AIM 1 :: Pick out every line of the records that contains the string "tree". Case counts.

***** DOCUMENT PASSAGE

[Codel] [RFC v2] fq_codel : interval servo on hosts
Jonathan Morton
chromatix99 at gmail.com
Tue Sep 4 11:25:18 EDT 2012
I think that in most cases, a long RTT flow and a short RTT flow on the same interface means that the long RTT flow isn't bottlenecked here, and therefore won't ever build up a significant queue - and that means you would want to track over the shorter interval. Is that a reasonable assumption?
The key to knowledge is not to rely on others to teach you it.
On 4 Sep 2012, at 18:10, Nandita Dukkipati <nanditad at google.com> wrote:
> The idea of using srtt as interval makes sense to me if alongside we
> also hash flows with similar RTTs into same bucket. But with just the
> change in interval, I am not sure how codel is expected to behave.

**********

AIM 2 :: Using the email about fq_codel, decide whether each statement agrees with it: (a) Jonathan Morton thinks a long RTT flow sharing an interface with a short RTT flow is usually not bottlenecked there. (b) Nandita Dukkipati is sure how codel will behave if only the interval changes. (c) Jonathan Morton says you would want to track over the longer interval.

***** ENTRIES

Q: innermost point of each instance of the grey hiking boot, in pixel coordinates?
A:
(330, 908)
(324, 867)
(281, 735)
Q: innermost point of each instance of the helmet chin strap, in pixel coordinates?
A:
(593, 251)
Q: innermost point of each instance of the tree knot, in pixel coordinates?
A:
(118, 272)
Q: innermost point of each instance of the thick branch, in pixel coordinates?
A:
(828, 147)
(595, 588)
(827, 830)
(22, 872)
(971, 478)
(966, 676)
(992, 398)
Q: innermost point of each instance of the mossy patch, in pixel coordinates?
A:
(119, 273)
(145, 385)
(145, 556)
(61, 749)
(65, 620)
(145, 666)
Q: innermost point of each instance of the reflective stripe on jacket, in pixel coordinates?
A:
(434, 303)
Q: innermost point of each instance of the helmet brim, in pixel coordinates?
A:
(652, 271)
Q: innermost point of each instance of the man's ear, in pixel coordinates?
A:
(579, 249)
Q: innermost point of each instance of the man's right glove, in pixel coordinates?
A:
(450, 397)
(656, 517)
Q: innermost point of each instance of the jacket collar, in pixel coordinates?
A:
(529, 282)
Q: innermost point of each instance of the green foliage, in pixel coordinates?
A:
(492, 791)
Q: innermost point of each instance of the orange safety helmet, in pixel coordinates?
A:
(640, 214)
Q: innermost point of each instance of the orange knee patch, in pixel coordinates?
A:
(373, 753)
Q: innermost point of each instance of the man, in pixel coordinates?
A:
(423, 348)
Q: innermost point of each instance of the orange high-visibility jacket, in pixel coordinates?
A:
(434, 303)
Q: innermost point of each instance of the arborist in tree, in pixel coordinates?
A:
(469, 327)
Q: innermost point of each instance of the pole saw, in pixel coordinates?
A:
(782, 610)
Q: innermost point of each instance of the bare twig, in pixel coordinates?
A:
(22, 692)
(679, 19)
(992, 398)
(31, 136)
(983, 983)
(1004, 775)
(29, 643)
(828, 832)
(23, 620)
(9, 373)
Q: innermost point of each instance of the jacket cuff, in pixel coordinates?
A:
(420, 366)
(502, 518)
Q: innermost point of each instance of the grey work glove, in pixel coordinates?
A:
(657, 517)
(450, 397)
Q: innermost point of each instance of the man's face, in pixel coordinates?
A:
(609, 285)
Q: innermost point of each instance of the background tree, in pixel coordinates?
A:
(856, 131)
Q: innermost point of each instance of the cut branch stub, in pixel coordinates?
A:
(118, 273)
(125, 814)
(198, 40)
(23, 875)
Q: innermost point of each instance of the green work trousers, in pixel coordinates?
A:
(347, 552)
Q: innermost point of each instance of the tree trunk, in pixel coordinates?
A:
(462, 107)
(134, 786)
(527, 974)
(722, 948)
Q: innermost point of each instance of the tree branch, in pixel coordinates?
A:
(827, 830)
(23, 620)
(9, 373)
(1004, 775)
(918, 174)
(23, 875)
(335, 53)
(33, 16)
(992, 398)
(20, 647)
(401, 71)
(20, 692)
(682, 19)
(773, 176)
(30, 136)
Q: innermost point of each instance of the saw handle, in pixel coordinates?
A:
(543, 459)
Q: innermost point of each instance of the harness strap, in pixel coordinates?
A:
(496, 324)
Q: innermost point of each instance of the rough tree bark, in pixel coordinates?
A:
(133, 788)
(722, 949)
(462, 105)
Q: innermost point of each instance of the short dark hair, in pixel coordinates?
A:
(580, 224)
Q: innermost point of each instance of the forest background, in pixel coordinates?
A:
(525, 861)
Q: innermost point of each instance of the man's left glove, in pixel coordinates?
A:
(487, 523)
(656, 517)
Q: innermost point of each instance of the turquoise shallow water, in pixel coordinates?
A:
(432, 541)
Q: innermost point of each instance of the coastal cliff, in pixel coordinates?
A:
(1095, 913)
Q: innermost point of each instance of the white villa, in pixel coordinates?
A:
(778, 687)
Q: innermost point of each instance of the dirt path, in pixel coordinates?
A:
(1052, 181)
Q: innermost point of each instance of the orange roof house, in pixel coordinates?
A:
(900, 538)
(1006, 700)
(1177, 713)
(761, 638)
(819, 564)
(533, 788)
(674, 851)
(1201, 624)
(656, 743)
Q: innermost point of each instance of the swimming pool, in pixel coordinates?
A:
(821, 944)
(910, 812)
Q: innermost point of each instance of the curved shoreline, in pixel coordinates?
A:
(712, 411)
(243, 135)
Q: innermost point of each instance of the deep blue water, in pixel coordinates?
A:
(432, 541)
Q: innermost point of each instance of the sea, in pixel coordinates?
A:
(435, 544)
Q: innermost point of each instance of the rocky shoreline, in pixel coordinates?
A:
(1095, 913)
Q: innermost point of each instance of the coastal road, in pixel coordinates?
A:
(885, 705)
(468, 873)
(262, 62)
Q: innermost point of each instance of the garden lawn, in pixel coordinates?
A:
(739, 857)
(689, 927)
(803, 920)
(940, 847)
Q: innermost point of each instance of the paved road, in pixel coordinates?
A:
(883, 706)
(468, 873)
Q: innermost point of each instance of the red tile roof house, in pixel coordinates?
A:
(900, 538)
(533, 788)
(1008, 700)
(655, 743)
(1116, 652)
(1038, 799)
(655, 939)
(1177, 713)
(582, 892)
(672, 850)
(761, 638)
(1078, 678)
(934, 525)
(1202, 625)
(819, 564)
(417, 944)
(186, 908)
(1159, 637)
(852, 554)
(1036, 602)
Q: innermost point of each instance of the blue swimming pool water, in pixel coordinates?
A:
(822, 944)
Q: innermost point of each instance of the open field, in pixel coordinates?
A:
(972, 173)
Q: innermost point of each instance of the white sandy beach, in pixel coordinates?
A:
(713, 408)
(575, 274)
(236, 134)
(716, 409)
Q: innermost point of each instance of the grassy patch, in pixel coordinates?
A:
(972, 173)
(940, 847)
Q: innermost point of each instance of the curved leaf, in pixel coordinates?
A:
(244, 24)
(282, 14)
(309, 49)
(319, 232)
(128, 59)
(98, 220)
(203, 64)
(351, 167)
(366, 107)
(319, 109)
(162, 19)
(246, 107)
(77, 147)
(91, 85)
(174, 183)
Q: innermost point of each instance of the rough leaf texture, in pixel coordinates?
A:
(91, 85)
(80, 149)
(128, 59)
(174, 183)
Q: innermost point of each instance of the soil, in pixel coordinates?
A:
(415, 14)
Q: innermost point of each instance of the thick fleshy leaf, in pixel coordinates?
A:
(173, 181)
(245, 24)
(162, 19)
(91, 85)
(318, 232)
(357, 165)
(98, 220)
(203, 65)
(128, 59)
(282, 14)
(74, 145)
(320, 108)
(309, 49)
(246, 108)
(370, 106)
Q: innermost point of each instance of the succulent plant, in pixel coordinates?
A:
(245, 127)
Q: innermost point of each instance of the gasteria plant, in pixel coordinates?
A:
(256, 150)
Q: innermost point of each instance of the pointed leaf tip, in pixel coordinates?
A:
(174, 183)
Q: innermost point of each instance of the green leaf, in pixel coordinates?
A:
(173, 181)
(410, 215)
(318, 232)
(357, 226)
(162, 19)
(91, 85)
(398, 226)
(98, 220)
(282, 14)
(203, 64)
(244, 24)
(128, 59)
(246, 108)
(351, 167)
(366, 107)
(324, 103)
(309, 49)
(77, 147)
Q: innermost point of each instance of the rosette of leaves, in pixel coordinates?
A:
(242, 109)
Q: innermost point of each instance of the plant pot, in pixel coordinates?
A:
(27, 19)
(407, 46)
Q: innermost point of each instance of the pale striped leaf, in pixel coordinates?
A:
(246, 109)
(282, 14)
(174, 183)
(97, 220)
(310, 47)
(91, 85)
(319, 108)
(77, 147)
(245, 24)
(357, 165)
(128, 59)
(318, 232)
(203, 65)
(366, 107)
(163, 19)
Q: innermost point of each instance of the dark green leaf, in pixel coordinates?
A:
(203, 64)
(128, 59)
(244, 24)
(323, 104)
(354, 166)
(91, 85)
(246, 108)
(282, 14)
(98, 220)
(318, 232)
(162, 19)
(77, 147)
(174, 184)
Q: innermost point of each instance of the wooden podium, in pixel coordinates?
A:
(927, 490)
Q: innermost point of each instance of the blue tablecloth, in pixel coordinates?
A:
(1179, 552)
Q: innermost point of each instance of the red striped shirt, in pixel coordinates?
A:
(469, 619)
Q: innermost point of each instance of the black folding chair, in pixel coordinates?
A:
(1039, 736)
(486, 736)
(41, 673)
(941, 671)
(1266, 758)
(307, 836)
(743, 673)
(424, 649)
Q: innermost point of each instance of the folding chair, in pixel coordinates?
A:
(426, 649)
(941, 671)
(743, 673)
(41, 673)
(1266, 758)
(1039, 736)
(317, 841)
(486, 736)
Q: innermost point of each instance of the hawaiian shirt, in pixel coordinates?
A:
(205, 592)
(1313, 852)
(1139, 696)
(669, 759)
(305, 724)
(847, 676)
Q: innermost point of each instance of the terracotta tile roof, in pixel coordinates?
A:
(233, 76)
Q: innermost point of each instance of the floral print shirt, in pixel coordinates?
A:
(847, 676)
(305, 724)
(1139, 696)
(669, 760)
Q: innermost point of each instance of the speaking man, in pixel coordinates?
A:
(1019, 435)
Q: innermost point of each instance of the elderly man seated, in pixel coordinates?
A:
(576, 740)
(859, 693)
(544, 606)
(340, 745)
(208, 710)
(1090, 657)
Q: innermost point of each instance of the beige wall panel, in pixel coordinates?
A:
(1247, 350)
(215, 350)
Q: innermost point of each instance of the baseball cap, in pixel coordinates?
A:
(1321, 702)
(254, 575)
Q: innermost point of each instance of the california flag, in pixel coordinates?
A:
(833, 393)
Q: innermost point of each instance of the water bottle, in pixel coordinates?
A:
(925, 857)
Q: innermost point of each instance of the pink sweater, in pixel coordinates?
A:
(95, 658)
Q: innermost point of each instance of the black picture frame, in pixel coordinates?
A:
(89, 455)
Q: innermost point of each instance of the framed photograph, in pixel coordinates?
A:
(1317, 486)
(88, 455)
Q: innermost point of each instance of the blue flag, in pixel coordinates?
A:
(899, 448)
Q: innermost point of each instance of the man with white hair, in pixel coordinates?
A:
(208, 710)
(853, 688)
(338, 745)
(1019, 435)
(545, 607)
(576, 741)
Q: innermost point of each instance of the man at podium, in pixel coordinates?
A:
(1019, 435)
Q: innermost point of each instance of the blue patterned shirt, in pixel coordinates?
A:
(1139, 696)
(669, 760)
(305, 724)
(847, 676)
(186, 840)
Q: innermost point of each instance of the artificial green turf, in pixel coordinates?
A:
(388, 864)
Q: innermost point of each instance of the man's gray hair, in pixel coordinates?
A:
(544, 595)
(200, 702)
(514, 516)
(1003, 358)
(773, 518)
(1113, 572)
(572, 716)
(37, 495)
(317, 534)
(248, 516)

**********

WRITTEN SOLUTION 1 ::
Q: innermost point of each instance of the tree knot, in pixel coordinates?
Q: innermost point of each instance of the arborist in tree, in pixel coordinates?
Q: innermost point of each instance of the background tree, in pixel coordinates?
Q: innermost point of each instance of the tree trunk, in pixel coordinates?
Q: innermost point of each instance of the tree branch, in pixel coordinates?
Q: innermost point of each instance of the rough tree bark, in pixel coordinates?

WRITTEN SOLUTION 2 ::
(a) Yes: "in most cases, a long RTT flow and a short RTT flow on the same interface means that the long RTT flow isn't bottlenecked here"
(b) No: "I am not sure how codel is expected to behave"
(c) No: "you would want to track over the shorter interval"